Top of RECORDS FOR THIS TASK
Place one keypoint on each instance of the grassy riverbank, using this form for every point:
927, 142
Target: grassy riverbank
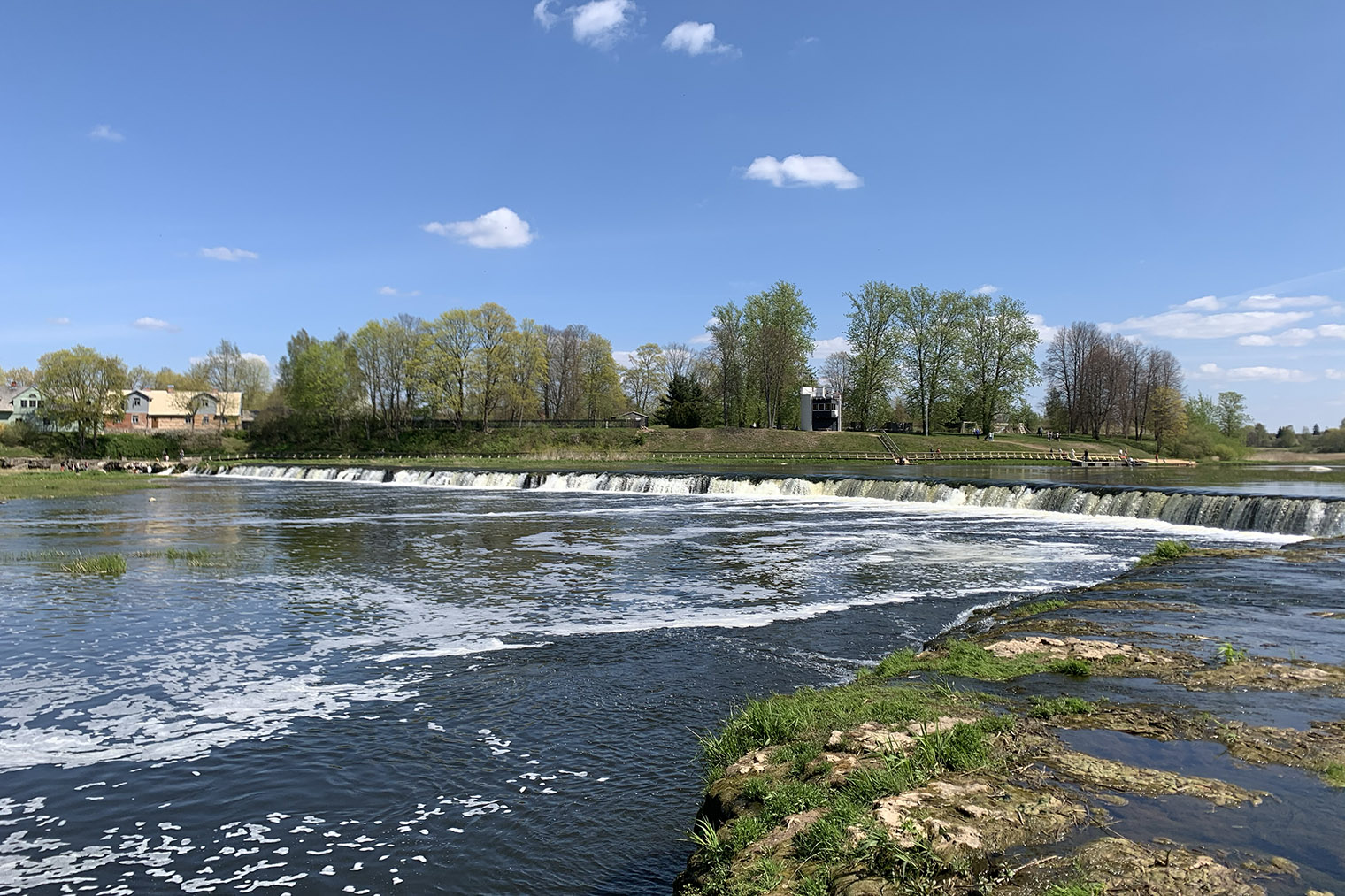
88, 483
930, 775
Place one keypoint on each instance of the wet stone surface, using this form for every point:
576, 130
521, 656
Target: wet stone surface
1176, 731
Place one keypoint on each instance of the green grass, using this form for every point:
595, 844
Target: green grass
1165, 552
806, 717
1047, 708
97, 564
1037, 607
970, 661
1075, 888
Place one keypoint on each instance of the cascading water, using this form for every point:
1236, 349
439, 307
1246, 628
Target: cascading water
1249, 513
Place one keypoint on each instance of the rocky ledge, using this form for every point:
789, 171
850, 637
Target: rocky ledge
1174, 731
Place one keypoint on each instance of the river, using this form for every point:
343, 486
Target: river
378, 685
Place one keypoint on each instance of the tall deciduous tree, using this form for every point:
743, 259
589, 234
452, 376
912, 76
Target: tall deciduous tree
778, 331
930, 345
1168, 417
219, 371
838, 371
600, 382
874, 342
729, 354
526, 369
1000, 350
80, 387
491, 331
644, 377
1231, 413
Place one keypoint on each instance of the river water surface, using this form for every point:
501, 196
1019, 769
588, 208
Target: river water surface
383, 688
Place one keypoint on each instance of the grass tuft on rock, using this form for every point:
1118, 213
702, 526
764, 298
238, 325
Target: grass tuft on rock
1037, 607
1044, 708
98, 564
965, 660
1165, 552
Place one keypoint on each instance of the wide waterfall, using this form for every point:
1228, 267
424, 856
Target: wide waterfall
1249, 513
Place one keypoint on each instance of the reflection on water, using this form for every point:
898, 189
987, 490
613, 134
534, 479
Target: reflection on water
447, 691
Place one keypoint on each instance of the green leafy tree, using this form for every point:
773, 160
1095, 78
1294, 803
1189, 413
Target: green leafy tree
930, 345
1231, 413
80, 387
599, 379
874, 340
998, 356
680, 407
778, 333
1168, 417
644, 376
728, 351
Bottom of RECORDS FOR THIS TASK
Return the data exactly. Do not carry over any images.

(REPLY TO THE EXERCISE)
Place one keypoint on each instance of the grassy riverbank, using this form for every point:
927, 142
Target: grassy riverbank
88, 483
930, 775
Place one keypoint on each instance of the wet stone surface, using this form for every point:
576, 130
521, 656
Target: wet stone surface
1176, 731
Place one keypoint on each instance of the green grass, using this form for every point:
595, 844
Target: green grass
1165, 552
806, 717
1047, 708
97, 564
1037, 607
970, 661
1075, 888
Place one keypoint on each instance of the cascading water, using this form for every point:
1236, 349
439, 307
1246, 628
Target: cascading water
1249, 513
Place one keypoint on each instance of the rocky ledge, using this form for every point:
789, 171
850, 637
Target: rocky ledge
1174, 731
Place one keypoint on each instance of the river, using this form for every point:
343, 486
Target: river
378, 685
Place one keypoint on each instance of the tall deciduous tree, using this form for every point:
743, 259
589, 234
452, 376
912, 76
Target: tall deciduous tree
778, 331
930, 345
1168, 417
219, 371
838, 371
600, 382
874, 342
729, 354
526, 369
1000, 350
80, 387
491, 331
644, 377
1231, 413
Place one keypoint on each instance of the river water surface, using this form for every point:
501, 196
1019, 769
588, 208
Target: river water surface
383, 688
Place one keypoint on each instance of the grass tuft on rock, using this form for every point:
1118, 213
702, 526
764, 298
238, 325
Target: grass tuft on rock
1037, 607
1044, 708
98, 564
965, 660
1165, 552
Place one keypoint on each instance of the wide waterfall, using this form for every point:
1228, 267
424, 856
Target: wide waterfall
1249, 513
Place one keypoint on each instance of the reflection on water, using this form for every point:
898, 189
987, 490
613, 134
534, 479
Target: reflection on water
447, 691
Place one keypoint on each instance of the green leafy tree, using this form for every point:
773, 160
1095, 78
1294, 803
1189, 413
Target: green leafy tree
930, 345
1231, 413
80, 387
599, 379
874, 340
998, 356
680, 407
778, 333
1168, 417
644, 376
728, 351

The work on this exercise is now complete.